POLECENIE 1
Wypisz wszystkie wartości głośności w decybelach podane we wpisie o hałasie w Suzuki Carry poniżej, każdą z tym, czego dotyczy.

FRAGMENT
· · · · · · ·

Film: jak głośno jest w Suzuki Carry?
Już jutro (lub pojutrze) zamieszczę tu mega wielką galerię “przed, w trakcie i po”, przedstawiającą bazę i efekty prac detalingowych nad zielonym Carry, które jest już gotowe i prezentuje się olśniewająco dzięki ShineON Premium Car Care.
Tymczasem jednak film, który odpowiada na kluczowe pytanie: jak głośno jest w Suzuki Carry?
Miłego oglądania!
A czy do domu Pan Z.Łomnik szczęśliwie wrócił? Bo wskazówka paliwa na zerze leży…
Adam
nie mam baku, jest dorabiany nowy, jeżdżę na patencie – dlatego paliwomierz nie działa
68dB przy rozruchu – dokładnie tyle mam w Lexusie Is200 przy… 140 km/h.
Głośna ta zabawka panie Zbigniewie Eł ! 😀
Bez przesady, próg bólu wynosi ~130+/-10 dB w zależności od rodzaju dzwięku.
96dB to chyba nawet norma dopuszcza :p
Przydałoby się też porównanie do pomiaru dokonanego w bostonce 105(d)B.

· · · · · · ·

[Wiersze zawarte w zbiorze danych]

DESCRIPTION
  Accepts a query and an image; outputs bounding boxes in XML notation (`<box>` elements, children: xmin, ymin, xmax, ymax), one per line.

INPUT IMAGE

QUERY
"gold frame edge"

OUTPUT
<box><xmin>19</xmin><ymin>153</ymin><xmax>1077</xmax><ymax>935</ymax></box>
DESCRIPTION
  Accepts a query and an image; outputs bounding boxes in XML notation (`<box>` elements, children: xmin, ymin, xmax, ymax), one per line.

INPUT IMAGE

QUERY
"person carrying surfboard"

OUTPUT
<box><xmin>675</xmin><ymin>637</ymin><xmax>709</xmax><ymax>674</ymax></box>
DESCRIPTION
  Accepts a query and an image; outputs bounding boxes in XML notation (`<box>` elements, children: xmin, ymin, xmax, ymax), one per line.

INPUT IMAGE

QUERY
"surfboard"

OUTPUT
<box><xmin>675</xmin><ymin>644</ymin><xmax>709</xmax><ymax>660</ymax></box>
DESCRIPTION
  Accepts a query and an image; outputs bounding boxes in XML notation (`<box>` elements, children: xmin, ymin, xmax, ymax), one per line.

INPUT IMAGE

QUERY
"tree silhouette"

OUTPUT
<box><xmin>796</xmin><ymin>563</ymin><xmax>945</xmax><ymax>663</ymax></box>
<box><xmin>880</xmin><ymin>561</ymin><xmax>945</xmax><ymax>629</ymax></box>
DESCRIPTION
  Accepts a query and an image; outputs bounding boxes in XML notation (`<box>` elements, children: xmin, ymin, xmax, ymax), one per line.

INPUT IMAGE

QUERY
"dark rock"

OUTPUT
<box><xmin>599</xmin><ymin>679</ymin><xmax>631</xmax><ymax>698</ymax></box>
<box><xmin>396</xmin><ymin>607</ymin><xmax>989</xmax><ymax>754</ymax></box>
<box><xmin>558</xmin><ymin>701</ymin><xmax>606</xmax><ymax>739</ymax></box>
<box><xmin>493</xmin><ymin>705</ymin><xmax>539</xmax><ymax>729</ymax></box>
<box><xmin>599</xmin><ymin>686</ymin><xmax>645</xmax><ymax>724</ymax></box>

· · · · · · ·

POLECENIE 2
Przepisz wiersze danych powyżej jako tabelę Markdown z kolumnami Nr i Treść. W kolumnie Nr podaj kolejny numer, a w kolumnie Treść jedną linię wierszy. Pomiń puste linie.

ODPOWIEDŹ 1
- 68dB: przy rozruchu
- ~130+/-10 dB: próg bólu, w zależności od rodzaju dźwięku
- 96dB: wartość, którą „chyba nawet norma dopuszcza”
- 105(d)B: pomiar dokonany w bostonce

ODPOWIEDŹ 2
| Nr | Treść |
|---|---|
| 1 | DESCRIPTION |
| 2 |   Accepts a query and an image; outputs bounding boxes in XML notation (`<box>` elements, children: xmin, ymin, xmax, ymax), one per line. |
| 3 | INPUT IMAGE |
| 4 | QUERY |
| 5 | "gold frame edge" |
| 6 | OUTPUT |
| 7 | <box><xmin>19</xmin><ymin>153</ymin><xmax>1077</xmax><ymax>935</ymax></box> |
| 8 | DESCRIPTION |
| 9 |   Accepts a query and an image; outputs bounding boxes in XML notation (`<box>` elements, children: xmin, ymin, xmax, ymax), one per line. |
| 10 | INPUT IMAGE |
| 11 | QUERY |
| 12 | "person carrying surfboard" |
| 13 | OUTPUT |
| 14 | <box><xmin>675</xmin><ymin>637</ymin><xmax>709</xmax><ymax>674</ymax></box> |
| 15 | DESCRIPTION |
| 16 |   Accepts a query and an image; outputs bounding boxes in XML notation (`<box>` elements, children: xmin, ymin, xmax, ymax), one per line. |
| 17 | INPUT IMAGE |
| 18 | QUERY |
| 19 | "surfboard" |
| 20 | OUTPUT |
| 21 | <box><xmin>675</xmin><ymin>644</ymin><xmax>709</xmax><ymax>660</ymax></box> |
| 22 | DESCRIPTION |
| 23 |   Accepts a query and an image; outputs bounding boxes in XML notation (`<box>` elements, children: xmin, ymin, xmax, ymax), one per line. |
| 24 | INPUT IMAGE |
| 25 | QUERY |
| 26 | "tree silhouette" |
| 27 | OUTPUT |
| 28 | <box><xmin>796</xmin><ymin>563</ymin><xmax>945</xmax><ymax>663</ymax></box> |
| 29 | <box><xmin>880</xmin><ymin>561</ymin><xmax>945</xmax><ymax>629</ymax></box> |
| 30 | DESCRIPTION |
| 31 |   Accepts a query and an image; outputs bounding boxes in XML notation (`<box>` elements, children: xmin, ymin, xmax, ymax), one per line. |
| 32 | INPUT IMAGE |
| 33 | QUERY |
| 34 | "dark rock" |
| 35 | OUTPUT |
| 36 | <box><xmin>599</xmin><ymin>679</ymin><xmax>631</xmax><ymax>698</ymax></box> |
| 37 | <box><xmin>396</xmin><ymin>607</ymin><xmax>989</xmax><ymax>754</ymax></box> |
| 38 | <box><xmin>558</xmin><ymin>701</ymin><xmax>606</xmax><ymax>739</ymax></box> |
| 39 | <box><xmin>493</xmin><ymin>705</ymin><xmax>539</xmax><ymax>729</ymax></box> |
| 40 | <box><xmin>599</xmin><ymin>686</ymin><xmax>645</xmax><ymax>724</ymax></box> |